Short problem: Starting with the line that has "of the spoon" in it, repeat every line through the last one, word for word, and give nothing more.

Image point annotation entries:
------------
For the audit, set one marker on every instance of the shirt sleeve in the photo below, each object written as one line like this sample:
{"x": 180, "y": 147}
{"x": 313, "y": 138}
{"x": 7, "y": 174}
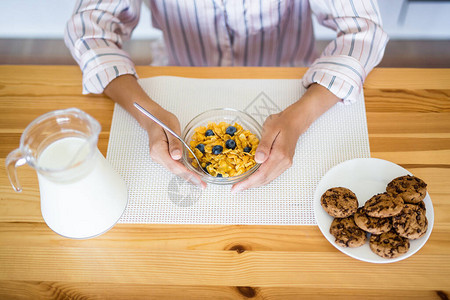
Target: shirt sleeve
{"x": 358, "y": 48}
{"x": 95, "y": 34}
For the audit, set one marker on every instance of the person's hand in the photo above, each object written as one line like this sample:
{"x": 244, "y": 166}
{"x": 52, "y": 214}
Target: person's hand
{"x": 164, "y": 148}
{"x": 280, "y": 134}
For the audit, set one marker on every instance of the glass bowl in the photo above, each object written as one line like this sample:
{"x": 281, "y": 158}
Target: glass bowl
{"x": 230, "y": 116}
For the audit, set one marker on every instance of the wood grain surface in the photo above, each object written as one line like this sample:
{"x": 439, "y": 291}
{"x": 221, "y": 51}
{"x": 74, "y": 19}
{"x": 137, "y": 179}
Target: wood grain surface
{"x": 408, "y": 115}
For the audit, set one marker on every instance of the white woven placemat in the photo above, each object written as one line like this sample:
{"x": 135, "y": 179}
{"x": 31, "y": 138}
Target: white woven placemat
{"x": 157, "y": 196}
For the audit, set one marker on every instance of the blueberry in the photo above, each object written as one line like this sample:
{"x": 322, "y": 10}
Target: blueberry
{"x": 217, "y": 149}
{"x": 201, "y": 147}
{"x": 231, "y": 130}
{"x": 230, "y": 144}
{"x": 209, "y": 132}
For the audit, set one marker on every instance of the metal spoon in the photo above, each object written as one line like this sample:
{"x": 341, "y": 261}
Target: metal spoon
{"x": 156, "y": 120}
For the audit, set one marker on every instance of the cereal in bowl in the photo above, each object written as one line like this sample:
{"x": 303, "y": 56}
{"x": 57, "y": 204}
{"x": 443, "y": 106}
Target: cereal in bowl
{"x": 224, "y": 150}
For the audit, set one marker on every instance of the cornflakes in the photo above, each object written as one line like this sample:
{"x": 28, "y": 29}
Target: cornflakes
{"x": 224, "y": 150}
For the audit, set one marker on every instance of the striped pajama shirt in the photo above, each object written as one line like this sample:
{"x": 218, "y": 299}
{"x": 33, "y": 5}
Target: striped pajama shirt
{"x": 233, "y": 33}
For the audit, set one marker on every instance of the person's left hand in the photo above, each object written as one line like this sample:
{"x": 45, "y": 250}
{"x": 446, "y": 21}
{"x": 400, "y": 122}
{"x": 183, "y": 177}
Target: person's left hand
{"x": 280, "y": 134}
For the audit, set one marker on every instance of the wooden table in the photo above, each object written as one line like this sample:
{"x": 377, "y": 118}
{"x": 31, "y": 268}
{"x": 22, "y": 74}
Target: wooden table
{"x": 408, "y": 112}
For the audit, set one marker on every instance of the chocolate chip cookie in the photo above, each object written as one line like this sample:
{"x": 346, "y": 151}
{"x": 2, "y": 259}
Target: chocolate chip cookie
{"x": 371, "y": 224}
{"x": 346, "y": 232}
{"x": 383, "y": 205}
{"x": 388, "y": 244}
{"x": 339, "y": 202}
{"x": 410, "y": 188}
{"x": 411, "y": 222}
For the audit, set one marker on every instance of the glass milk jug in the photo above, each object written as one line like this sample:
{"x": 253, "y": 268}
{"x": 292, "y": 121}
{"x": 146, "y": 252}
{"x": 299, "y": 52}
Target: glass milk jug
{"x": 82, "y": 196}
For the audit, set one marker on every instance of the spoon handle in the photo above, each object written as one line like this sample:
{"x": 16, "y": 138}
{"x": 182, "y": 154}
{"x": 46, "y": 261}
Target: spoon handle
{"x": 145, "y": 112}
{"x": 148, "y": 114}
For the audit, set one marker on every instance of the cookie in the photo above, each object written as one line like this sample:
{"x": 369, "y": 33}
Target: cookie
{"x": 388, "y": 244}
{"x": 411, "y": 222}
{"x": 339, "y": 202}
{"x": 410, "y": 188}
{"x": 346, "y": 232}
{"x": 383, "y": 205}
{"x": 371, "y": 224}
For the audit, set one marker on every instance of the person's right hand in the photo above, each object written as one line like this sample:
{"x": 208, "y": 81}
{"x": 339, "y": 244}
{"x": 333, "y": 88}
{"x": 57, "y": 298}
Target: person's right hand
{"x": 165, "y": 149}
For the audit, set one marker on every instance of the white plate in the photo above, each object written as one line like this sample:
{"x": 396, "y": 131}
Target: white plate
{"x": 365, "y": 177}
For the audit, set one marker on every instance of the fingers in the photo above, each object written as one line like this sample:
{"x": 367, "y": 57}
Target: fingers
{"x": 160, "y": 144}
{"x": 268, "y": 137}
{"x": 175, "y": 146}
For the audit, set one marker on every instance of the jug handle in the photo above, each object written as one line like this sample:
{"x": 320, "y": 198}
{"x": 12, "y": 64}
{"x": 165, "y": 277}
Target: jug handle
------------
Correct answer:
For the audit, set one marker on every instance of the spoon handle in the photo above, each object written as one line like this sample:
{"x": 16, "y": 138}
{"x": 182, "y": 154}
{"x": 46, "y": 261}
Target: spoon handle
{"x": 145, "y": 112}
{"x": 148, "y": 114}
For the audit, set one marker on every instance of the cookie in the photo above, each object written as one line like this sample:
{"x": 369, "y": 33}
Target: cookie
{"x": 388, "y": 244}
{"x": 411, "y": 222}
{"x": 339, "y": 202}
{"x": 410, "y": 188}
{"x": 346, "y": 232}
{"x": 383, "y": 205}
{"x": 371, "y": 224}
For the audit, set one marker on every instance of the person's right hand in the photo above, each object written as one line like this sample:
{"x": 208, "y": 81}
{"x": 339, "y": 244}
{"x": 333, "y": 88}
{"x": 57, "y": 298}
Target: person's right hand
{"x": 165, "y": 149}
For the audit, set one marker on every instance of the white plate in the photo above, each object written as one line like this sample:
{"x": 396, "y": 131}
Target: white plate
{"x": 365, "y": 177}
For the audit, set one marker on every instance of the fingers in the photo above, each object written as one line like this sample:
{"x": 367, "y": 57}
Target: fingers
{"x": 160, "y": 144}
{"x": 268, "y": 137}
{"x": 175, "y": 146}
For the audit, set one marker on every instance of the jug handle in the photo above, each object written as one line like this sample:
{"x": 320, "y": 198}
{"x": 12, "y": 64}
{"x": 165, "y": 277}
Target: jug handle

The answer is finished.